(EXTRACT)
——————————
When each of the credit card accounts underlying the current dispute was established, MBNA issued to plaintiffs written terms and conditions governing their accounts. Plaintiffs concede that those written terms and conditions contain valid and binding arbitration provisions. Plaintiffs argue that those arbitration provisions are not enforceable by defendant Wolpoff Abramson because, plaintiffs contend, Wolpoff Abramson does not fall within the scope of their arbitration agreements with MBNA. Plaintiffs point out that the credit agreements specifically exclude arbitration of the claims brought by them against third-party debt collectors in the absence of MBNA being named as a codefendant, and they contend that defendant Wolpoff Abramson is a third-party debt collector. In response to this argument, defendant Wolpoff Abramson contends that it falls within the scope of the arbitration provision because it is an agent of MBNA, not a third-party debt collector.

The distinction is a significant one under the terms of the credit agreements because they require arbitration of "[a]ny claim or dispute . . . by either you or us against the other" (emphasis added) and, furthermore, they each contain a provision which defines "us" as follows:

For the purposes of this Arbitration [and Litigation] Section, "we" and "us" means MBNA America Bank, N.A., its parent, subsidiaries, affiliates, licensees, predecessors, successors, assigns, [and] any purchaser of your account, and all of their officers, directors, employees, agents, and assigns or any and all of them. Additionally, "we" or "us" shall mean any third party providing benefits, services, or products in connection with the account ( including but not limited to credit bureaus, merchants that accept any credit device issued under the account, reward[s] or enrollment services, credit insurance companies, debt collectors [,] and all of their officers, directors, employees and agents) if, and only if, such a third party is named by you as a co[-]defendant in any Claim you assert against us.

The differences in this provision among the six different credit agreements are set forth in brackets. This bracketed language does not dictate a different result with respect to any one or more of the agreements vis-a-vis the others.

(Emphasis added.) Defendant, then, is attempting to invoke the bold-faced underlined language set forth above by arguing that it is MBNA's agent, whereas plaintiffs are attempting to invoke the bold-faced italicized language set forth above by arguing that defendant is a third-party debt collector and that defendant therefore does not fall within the definition of "us" in this case because MBNA is not named as a co-defendant.
——————————
(TASK REQUIREMENTS)
#1 In the arbitration opinion, what does Wolpoff Abramson say it is, in arguing that it falls within the scope of the arbitration provision?
#2 Go on with the arbitration opinion, starting right after its final sentence.

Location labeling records
——————————
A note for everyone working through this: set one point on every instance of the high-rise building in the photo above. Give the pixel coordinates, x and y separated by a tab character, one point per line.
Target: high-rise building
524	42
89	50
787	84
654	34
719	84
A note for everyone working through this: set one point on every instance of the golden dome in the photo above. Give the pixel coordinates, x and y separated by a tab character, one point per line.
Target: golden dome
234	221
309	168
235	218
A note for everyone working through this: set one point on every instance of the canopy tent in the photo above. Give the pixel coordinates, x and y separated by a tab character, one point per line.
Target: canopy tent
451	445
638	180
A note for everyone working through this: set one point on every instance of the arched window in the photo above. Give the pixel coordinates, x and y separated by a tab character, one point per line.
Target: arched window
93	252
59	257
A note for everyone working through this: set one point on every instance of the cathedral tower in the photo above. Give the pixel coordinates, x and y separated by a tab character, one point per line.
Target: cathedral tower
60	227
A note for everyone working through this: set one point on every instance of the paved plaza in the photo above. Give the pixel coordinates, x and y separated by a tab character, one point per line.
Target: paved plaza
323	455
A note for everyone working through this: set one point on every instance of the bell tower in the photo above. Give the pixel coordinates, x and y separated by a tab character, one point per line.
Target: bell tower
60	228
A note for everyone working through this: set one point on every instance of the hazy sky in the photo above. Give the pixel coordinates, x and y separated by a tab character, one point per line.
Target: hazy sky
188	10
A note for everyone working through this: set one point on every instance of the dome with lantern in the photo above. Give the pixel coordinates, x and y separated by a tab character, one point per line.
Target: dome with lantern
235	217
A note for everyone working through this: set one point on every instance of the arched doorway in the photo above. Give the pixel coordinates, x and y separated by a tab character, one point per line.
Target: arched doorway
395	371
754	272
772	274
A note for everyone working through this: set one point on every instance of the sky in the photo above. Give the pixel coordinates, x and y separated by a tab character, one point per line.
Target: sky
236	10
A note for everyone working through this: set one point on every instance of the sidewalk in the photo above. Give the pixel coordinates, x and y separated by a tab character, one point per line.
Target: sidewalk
——————————
(ANSWER LIST)
#1 It says it is an agent of MBNA, not a third-party debt collector.

#2
In resolving this dispute, defendant has raised the threshold issue of who — this court or the arbitrator — should decide this issue. Defendant contends that the arbitration provisions contain another clause in which the parties agreed to reserve the issue of arbitrability to the arbitrator. Specifically, the arbitration provisions in the credit agreements contain the following language:

Any claim or dispute ("Claim") by either you or us against the other, or against the employees, agents[,] or assigns of the other, arising from or relating in any way to this Agreement or any prior Agreement or your account (whether under a statute, in contract, tort, or otherwise and whether for money damages, penalties, or declaratory or equitable relief), including Claims regarding the applicability of this Arbitration [and Litigation] section or the validity of the entire Agreement or any prior Agreement, shall be resolved by binding arbitration. ["Claim" shall have the broadest meaning possible.]

Again, the differences in this provision among the six different credit agreements are set forth in brackets. This bracketed language does not dictate a different result with respect to any one or more of the agreements vis-a-vis the others.

(Emphasis added.) Defendant asks the court to enforce the emphasized language above and compel arbitration of the parties' dispute concerning whether defendant falls within the scope of the parties subject to the arbitration provision.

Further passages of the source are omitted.